• [EXERCISE AIM]
Reproduce word for word the lines from the one containing "of the spacebar" through the end of the entries below, and nothing else.

-- start RECORDS SUPPLIED --

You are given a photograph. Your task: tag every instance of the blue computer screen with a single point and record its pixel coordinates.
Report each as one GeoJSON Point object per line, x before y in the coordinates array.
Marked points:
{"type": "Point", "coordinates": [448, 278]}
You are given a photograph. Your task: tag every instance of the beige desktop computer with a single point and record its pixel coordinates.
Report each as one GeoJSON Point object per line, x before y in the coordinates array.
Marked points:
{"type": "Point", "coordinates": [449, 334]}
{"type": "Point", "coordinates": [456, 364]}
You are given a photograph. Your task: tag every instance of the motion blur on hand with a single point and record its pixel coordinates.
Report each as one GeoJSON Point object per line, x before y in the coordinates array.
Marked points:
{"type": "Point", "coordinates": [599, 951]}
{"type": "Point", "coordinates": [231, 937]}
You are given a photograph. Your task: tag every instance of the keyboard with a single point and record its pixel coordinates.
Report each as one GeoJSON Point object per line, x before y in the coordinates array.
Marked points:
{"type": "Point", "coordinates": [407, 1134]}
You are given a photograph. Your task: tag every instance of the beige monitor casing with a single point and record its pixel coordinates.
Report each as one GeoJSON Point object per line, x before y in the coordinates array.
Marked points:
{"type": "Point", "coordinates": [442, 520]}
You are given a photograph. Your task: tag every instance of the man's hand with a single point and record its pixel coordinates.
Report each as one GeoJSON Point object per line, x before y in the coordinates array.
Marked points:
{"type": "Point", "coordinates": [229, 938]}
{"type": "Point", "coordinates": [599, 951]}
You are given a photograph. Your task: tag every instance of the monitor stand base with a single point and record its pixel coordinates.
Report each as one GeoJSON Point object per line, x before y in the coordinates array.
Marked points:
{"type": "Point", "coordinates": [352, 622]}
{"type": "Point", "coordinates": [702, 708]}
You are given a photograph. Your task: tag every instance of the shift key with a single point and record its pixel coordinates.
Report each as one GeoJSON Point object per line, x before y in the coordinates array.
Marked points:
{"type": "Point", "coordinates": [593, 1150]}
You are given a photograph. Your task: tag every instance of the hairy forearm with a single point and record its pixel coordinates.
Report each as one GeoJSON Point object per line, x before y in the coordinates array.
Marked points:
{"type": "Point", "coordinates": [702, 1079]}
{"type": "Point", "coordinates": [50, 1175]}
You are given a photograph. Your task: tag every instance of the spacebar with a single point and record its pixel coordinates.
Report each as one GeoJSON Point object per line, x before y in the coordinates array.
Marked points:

-- end RECORDS SUPPLIED --

• [RESPONSE]
You are given a photograph. Your task: tag every instance of the spacebar with a single point and record its pixel coordinates.
Report each as one GeoJSON Point object per line, x before y in the coordinates array.
Marked points:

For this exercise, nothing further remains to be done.